> **What you will do**: Below are some records: retype them all exactly, but not the pictures.

Rows from a pointing dataset

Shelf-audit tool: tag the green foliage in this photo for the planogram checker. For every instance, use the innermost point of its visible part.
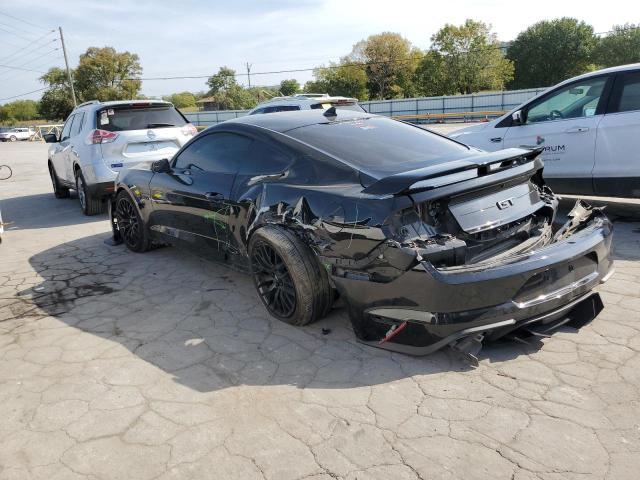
(227, 94)
(551, 51)
(182, 99)
(389, 64)
(18, 111)
(463, 59)
(345, 80)
(620, 47)
(104, 74)
(289, 87)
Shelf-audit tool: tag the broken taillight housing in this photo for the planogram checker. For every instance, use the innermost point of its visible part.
(189, 130)
(101, 136)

> **Solution to this exercise**:
Shelf-audit tool: tag the green foliage in this photo for the planogram checker. For every instance, use the innermost point of its visible part.
(227, 94)
(551, 51)
(182, 99)
(389, 64)
(18, 111)
(463, 59)
(345, 80)
(620, 47)
(104, 74)
(289, 87)
Shelf-audit tool: tag the broken taillight housing in this photo for the planogram checker. For every instance, use the innermost point of its visible part.
(189, 130)
(101, 136)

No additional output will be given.